▶ [GIVEN PROBLEM] Count the lines in the rows below that contain the string "table" and reply with only that number.

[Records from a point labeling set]
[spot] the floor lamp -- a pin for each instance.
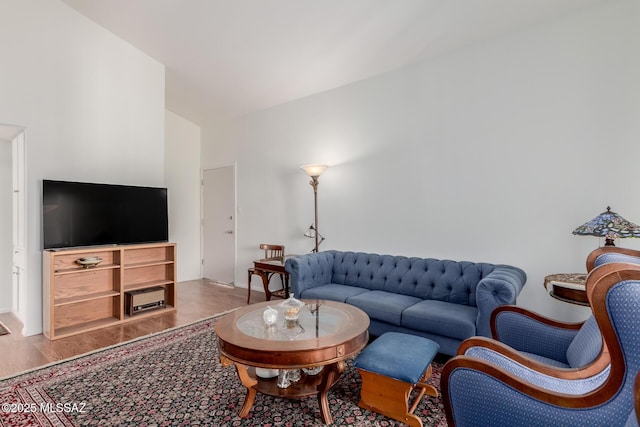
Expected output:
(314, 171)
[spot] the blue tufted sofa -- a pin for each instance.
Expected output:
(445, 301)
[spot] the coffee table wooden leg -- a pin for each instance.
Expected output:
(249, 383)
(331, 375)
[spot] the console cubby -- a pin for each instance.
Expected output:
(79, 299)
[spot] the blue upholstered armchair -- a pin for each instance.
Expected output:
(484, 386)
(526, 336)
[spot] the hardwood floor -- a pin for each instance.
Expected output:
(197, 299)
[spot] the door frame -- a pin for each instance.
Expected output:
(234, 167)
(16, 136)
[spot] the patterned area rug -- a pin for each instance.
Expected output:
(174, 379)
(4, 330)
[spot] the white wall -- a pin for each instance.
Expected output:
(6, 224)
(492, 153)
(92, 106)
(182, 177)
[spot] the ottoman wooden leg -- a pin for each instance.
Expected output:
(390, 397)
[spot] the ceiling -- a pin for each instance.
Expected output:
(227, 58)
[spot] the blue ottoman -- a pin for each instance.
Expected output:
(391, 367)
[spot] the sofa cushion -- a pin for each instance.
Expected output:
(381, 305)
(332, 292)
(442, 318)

--

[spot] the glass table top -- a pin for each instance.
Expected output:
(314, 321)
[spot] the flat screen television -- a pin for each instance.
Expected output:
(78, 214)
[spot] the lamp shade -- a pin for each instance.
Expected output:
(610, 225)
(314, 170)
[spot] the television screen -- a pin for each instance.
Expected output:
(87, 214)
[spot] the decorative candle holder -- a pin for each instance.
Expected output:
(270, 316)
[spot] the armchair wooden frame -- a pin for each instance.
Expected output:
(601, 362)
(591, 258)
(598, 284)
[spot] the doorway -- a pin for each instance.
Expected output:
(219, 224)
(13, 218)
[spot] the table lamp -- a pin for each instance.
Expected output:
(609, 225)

▶ [OUTPUT] 3